## [TASK REQUIREMENTS]
The records that follow are to be given again exactly, with their pictures omitted.

## [DATA SHOWN]
----------------

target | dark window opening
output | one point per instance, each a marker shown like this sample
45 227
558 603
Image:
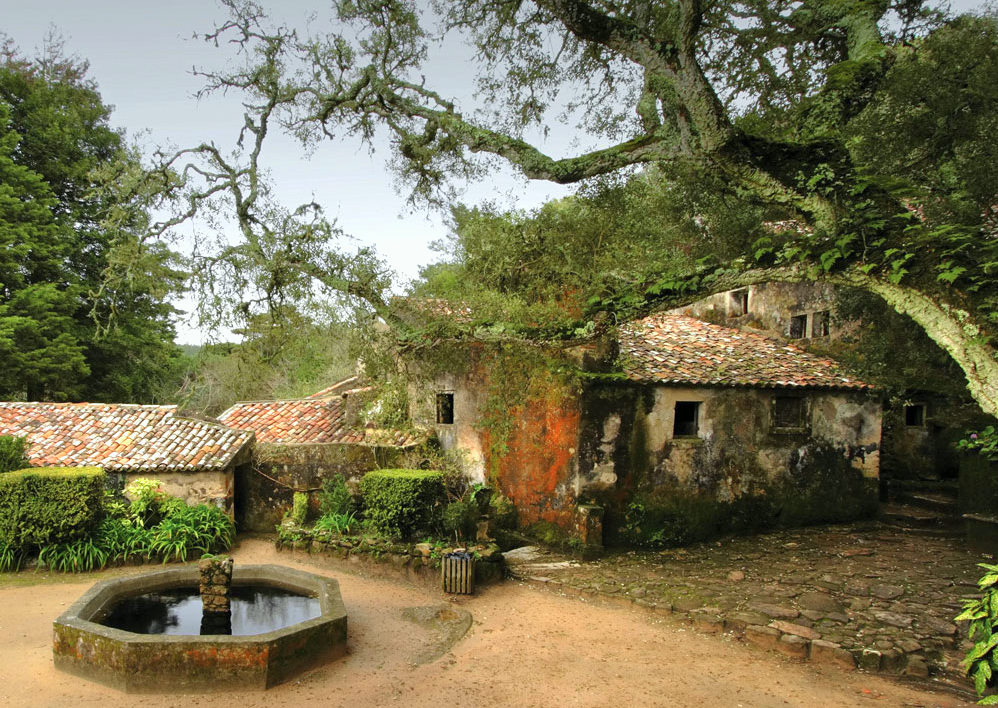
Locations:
798 327
445 408
687 422
820 324
914 415
789 412
739 302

----------------

## [SOLUTION TO THE PROBLEM]
target | dark window opening
output | one point per instance, each a marker shown like this sample
45 227
558 603
Image:
Locations:
798 327
445 408
687 422
820 324
914 415
789 412
739 302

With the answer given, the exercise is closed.